--- СУТЬ ЗАДАНИЯ ---
Пожалуйста, отредактируй записи от самого начала до строки с «[[42,49],[33,49],[34,52],[41,52]]» включительно: замени «overhead light panel» на «ceiling light panel» и приведи эти строки целиком, больше ничего не меняя.

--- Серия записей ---

▬▬▬

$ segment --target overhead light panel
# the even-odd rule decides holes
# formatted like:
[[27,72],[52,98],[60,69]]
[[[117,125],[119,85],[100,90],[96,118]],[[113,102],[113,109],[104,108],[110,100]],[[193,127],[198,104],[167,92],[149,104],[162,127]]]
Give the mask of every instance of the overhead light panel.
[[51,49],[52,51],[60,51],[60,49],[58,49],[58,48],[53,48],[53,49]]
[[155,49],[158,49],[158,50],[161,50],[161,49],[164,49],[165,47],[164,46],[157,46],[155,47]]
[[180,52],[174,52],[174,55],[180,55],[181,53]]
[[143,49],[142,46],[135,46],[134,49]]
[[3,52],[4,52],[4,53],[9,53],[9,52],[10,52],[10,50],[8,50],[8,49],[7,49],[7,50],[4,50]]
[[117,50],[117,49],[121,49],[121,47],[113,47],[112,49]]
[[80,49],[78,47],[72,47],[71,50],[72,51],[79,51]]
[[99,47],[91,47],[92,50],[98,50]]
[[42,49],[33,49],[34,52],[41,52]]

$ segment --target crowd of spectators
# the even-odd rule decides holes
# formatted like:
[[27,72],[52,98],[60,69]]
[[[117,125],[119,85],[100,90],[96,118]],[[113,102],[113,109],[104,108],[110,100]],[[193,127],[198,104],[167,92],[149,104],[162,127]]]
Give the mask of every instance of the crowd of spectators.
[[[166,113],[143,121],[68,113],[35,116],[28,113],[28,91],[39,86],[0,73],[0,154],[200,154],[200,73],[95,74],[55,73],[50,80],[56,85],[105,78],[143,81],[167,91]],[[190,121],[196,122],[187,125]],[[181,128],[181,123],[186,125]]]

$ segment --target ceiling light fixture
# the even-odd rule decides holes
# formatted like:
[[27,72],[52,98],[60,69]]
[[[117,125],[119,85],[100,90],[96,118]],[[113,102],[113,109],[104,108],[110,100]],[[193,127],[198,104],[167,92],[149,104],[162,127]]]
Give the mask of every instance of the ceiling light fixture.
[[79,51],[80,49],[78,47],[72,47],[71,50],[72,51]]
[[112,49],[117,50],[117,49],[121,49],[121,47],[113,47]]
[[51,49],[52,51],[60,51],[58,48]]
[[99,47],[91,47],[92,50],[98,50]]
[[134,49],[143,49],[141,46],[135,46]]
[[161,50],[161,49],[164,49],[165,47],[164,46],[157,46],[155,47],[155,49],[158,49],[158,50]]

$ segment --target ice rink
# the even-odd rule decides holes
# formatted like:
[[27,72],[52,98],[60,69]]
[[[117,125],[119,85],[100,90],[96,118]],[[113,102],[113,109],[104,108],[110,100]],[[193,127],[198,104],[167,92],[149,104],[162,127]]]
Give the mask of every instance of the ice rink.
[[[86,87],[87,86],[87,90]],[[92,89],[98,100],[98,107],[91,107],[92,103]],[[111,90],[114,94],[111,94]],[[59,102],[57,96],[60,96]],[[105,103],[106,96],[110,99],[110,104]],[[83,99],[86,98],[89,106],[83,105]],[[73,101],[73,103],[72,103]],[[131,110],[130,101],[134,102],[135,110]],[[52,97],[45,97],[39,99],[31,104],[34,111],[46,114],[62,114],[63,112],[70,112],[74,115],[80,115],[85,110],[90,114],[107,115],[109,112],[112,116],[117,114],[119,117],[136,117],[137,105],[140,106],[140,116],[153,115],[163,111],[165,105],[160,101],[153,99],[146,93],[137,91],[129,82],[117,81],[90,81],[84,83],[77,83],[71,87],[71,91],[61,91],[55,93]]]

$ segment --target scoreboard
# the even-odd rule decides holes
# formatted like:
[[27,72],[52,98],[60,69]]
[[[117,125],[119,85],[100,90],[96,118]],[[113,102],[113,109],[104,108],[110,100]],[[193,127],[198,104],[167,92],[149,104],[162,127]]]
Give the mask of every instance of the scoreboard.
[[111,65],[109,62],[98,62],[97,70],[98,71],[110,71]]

▬▬▬

--- ГОТОВЫЙ ОТВЕТ ---
$ segment --target ceiling light panel
# the even-odd rule decides holes
# formatted like:
[[27,72],[52,98],[60,69]]
[[[117,125],[119,85],[100,90],[96,118]],[[113,102],[113,109],[104,108],[110,100]],[[193,127],[198,104],[167,92],[149,104],[162,127]]]
Give the mask of every instance of the ceiling light panel.
[[51,49],[52,51],[60,51],[60,49],[58,49],[58,48],[53,48],[53,49]]
[[155,49],[158,49],[158,50],[161,50],[161,49],[164,49],[165,47],[164,46],[157,46],[155,47]]
[[180,52],[174,52],[174,55],[180,55],[181,53]]
[[143,49],[142,46],[135,46],[134,49]]
[[3,52],[4,52],[4,53],[9,53],[9,52],[10,52],[10,50],[8,50],[8,49],[7,49],[7,50],[4,50]]
[[117,50],[117,49],[121,49],[121,47],[113,47],[112,49]]
[[80,49],[78,47],[72,47],[71,50],[72,51],[79,51]]
[[99,47],[91,47],[92,50],[98,50]]
[[42,49],[33,49],[34,52],[41,52]]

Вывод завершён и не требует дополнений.